Rewrite only the part of the data that opens with the line containing "Rules. Find each instance of the black" and closes with the line containing "Query: black glove". Change "black glove" to "white glove" and leave everything else as it is.

─── ITEMS

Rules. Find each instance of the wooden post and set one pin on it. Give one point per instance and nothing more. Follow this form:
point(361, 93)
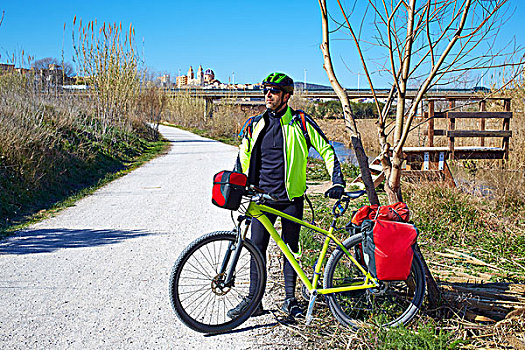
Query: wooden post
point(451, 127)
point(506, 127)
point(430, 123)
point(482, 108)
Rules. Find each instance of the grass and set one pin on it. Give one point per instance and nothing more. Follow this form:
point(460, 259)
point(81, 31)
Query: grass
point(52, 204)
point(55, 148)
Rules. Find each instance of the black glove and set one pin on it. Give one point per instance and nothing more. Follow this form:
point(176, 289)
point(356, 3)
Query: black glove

──────
─── ITEMS

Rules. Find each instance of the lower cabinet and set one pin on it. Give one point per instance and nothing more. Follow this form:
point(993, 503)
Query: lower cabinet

──────
─── ITEMS

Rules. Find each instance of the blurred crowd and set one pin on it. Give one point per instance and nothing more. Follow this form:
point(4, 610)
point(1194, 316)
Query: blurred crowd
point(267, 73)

──────

→ TASK SOLUTION:
Rules. Find each instance of the white glove and set one pin on it. Give one point per instance and nothing more. Follow this form:
point(176, 289)
point(356, 3)
Query: white glove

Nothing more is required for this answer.